PASSAGE TO READ »
1.       Data cluster - 4 Raided and Hadooped servers, with 2TB of storage
each, they all have real IP addresses, one of them reserved for NameNode.

2.       Computational cluster:  100 dualcore servers running Sun Grid
Engine, they live on virtual network (10.0.0.X) and can connect to outside
world, but not accessible from out of the cluster. On these we don't have
root access, and these are shared via SGE with other people, who get
reasonably nervous when see idle reserved servers. 

 

Basic Idea is to create on-demand computational cluster,  which when needed
will reserve servers from second cluster run jobs and let them go.

 

Currently it is done via script that reserves server for namenode 25 servers
for datanode copies data from first cluster, runs job, send result back and
releases servers. I still want to make them work together using one
namenode. 

 

After a week playing with hadoop I couldn't answer some of my question vie
thorough RTFM, so I'd really appreciate is you can answer at least some of
them in our context:

 

1.       Is it possible to connect servers from second cluster to first
namenode? What worries me is implementation of data-transfer protocol,
because some of the nodes cannot be reached but they can easily reach any
other node.  Will hadoop try to establish connection both ways to transfer
data between nodes?

TASKS »
(A) Using the Hadoop post, answer these:
(i) How many servers make up the data cluster, and how much storage does each one have?
(ii) What software runs on the servers of the computational cluster?
(iii) How many servers does the current script reserve for datanodes?
(B) In the Hadoop post, what worries the writer about connecting servers from the second cluster to the first namenode, and why?
Answer from the text above and nothing else.

STORED DATA »
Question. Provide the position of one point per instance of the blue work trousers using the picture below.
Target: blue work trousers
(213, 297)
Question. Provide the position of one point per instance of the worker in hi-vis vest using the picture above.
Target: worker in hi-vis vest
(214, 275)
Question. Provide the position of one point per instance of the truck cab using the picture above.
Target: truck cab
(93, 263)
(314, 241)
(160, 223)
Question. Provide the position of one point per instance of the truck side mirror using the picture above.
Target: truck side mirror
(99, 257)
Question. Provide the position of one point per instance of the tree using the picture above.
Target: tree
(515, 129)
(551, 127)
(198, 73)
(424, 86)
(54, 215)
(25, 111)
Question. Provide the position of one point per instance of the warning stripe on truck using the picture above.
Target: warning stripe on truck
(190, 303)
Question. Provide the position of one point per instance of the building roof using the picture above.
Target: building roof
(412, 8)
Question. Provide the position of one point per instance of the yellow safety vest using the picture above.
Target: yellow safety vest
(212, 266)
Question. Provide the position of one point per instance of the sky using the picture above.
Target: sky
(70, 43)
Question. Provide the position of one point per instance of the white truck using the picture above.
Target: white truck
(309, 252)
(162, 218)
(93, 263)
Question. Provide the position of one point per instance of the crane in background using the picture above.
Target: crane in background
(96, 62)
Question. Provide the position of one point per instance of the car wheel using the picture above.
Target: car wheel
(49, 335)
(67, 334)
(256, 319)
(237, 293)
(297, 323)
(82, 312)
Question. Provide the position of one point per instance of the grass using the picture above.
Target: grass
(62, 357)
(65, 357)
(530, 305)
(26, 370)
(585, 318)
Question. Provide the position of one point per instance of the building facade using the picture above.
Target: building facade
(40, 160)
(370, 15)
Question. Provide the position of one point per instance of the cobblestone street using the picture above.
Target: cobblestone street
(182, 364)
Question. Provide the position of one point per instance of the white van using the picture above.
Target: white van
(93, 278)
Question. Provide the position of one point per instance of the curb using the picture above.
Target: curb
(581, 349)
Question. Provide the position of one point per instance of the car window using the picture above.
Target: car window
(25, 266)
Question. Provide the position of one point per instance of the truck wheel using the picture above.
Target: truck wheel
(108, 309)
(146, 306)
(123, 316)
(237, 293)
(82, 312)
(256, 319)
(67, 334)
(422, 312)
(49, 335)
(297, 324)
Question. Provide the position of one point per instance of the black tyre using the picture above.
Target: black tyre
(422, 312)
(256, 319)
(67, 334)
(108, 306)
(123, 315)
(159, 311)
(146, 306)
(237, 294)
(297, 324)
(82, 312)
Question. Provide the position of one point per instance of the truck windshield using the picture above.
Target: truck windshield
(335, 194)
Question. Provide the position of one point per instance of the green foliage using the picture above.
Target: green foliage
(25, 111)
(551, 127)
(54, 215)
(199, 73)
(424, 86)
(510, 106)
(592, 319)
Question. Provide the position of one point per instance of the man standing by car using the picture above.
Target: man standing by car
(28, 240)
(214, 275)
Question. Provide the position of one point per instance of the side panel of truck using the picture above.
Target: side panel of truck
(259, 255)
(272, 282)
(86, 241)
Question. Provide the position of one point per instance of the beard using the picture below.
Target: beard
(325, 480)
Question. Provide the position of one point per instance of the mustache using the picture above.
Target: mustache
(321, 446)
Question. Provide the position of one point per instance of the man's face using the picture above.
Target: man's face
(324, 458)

COMPLETED EXERCISE »
(A)
(i) Four servers, with 2TB of storage each.
(ii) Sun Grid Engine.
(iii) Twenty-five servers.

(B) The writer is worried about how the data-transfer protocol is implemented. Some of the nodes cannot be reached from outside, although they can easily reach any other node. The writer therefore wonders whether Hadoop will try to open connections in both directions when moving data between nodes.